** Directives **
#1 Using the forum post about Spark data handling, explain in one to three sentences why the PySpark documentation it quotes deprecated the four storage level constants in version 2.0.
#2 Carry on the forum post about Spark data handling from its last sentence.

** Source passage **
I have multiple question about how spark handles data internally.
First :
I heard in multiple sources i can’t find anymore ( Medium, Youtube; Data with Zack) that parquet encoding was taken into account by spark. ( in my case pyspark )
but i cannot find any piece of official documentation that specifies it.
especially when i do a caching of the data, it goes from 300Mb to 2Gb so i don’t really see any encoding or compression kept ?
Second topic:
About caching, here is what they say in official Pyspark doc;
-->They say in python, records are always serialized. ( as mentionned below )
“”” .. note:: The following four storage level constants are
deprecated in 2.0, since the records
will always be serialized in Python.
“”” StorageLevel.MEMORY_ONLY_SER = StorageLevel.MEMORY_ONLY “””.. note::
Deprecated in 2.0, useStorageLevel.MEMORY_ONLY
instead.”””

** Data segment **
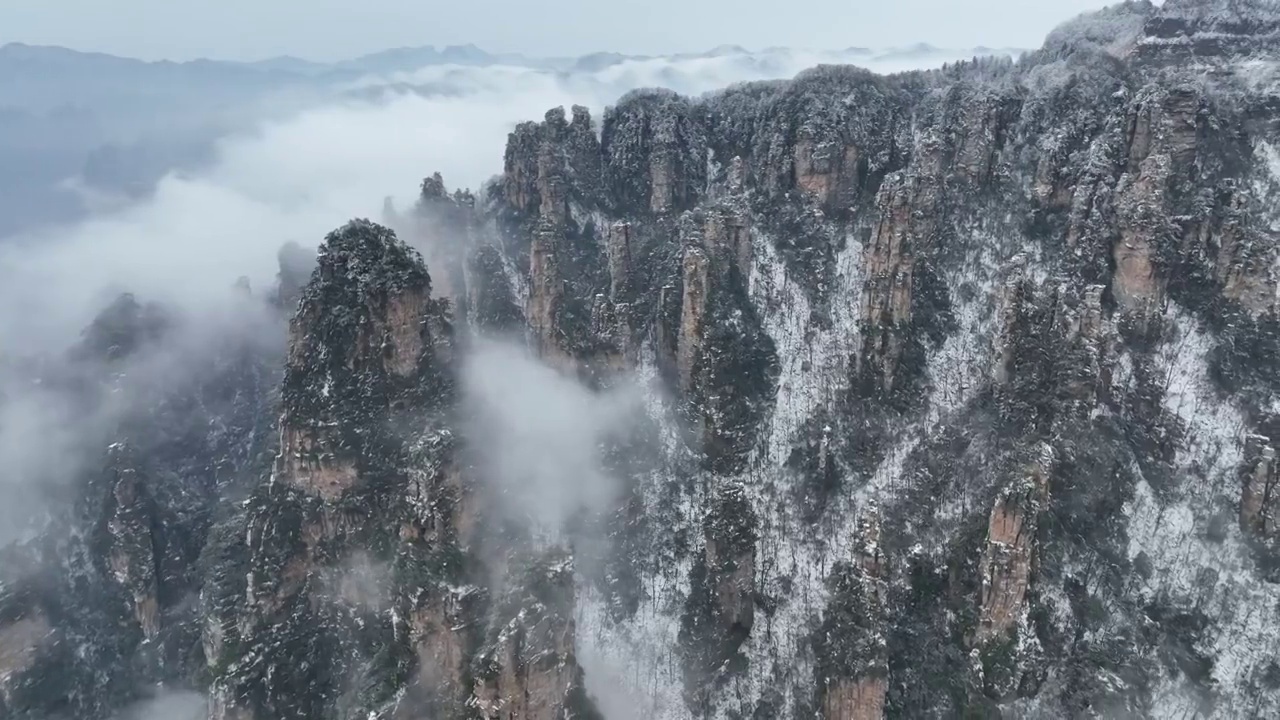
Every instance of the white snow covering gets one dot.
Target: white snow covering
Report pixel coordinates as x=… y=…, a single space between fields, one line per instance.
x=1191 y=569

** Responses to the exercise **
#1 The quoted PySpark documentation says the four storage level constants were deprecated in 2.0 because records will always be serialized in Python. As a result, StorageLevel.MEMORY_ONLY_SER is set equal to StorageLevel.MEMORY_ONLY, and the note says to use StorageLevel.MEMORY_ONLY instead.

#2
StorageLevel.MEMORY_ONLY_SER_2 = StorageLevel.MEMORY_ONLY_2 “””..
note:: Deprecated in 2.0, useStorageLevel.MEMORY_ONLY_2
instead.””” StorageLevel.MEMORY_AND_DISK_SER =
StorageLevel.MEMORY_AND_DISK “””.. note:: Deprecated in 2.0, use
StorageLevel.MEMORY_AND_DISK
instead.”””
StorageLevel.MEMORY_AND_DISK_SER_2 = StorageLevel.MEMORY_AND_DISK_2
“””.. note:: Deprecated in 2.0, useStorageLevel.MEMORY_AND_DISK_2
instead.”””
--> However, in spark UI, the cached Dataframes are always marked as "DESERIALIZED"
does anyone know ?
Thanks for your help.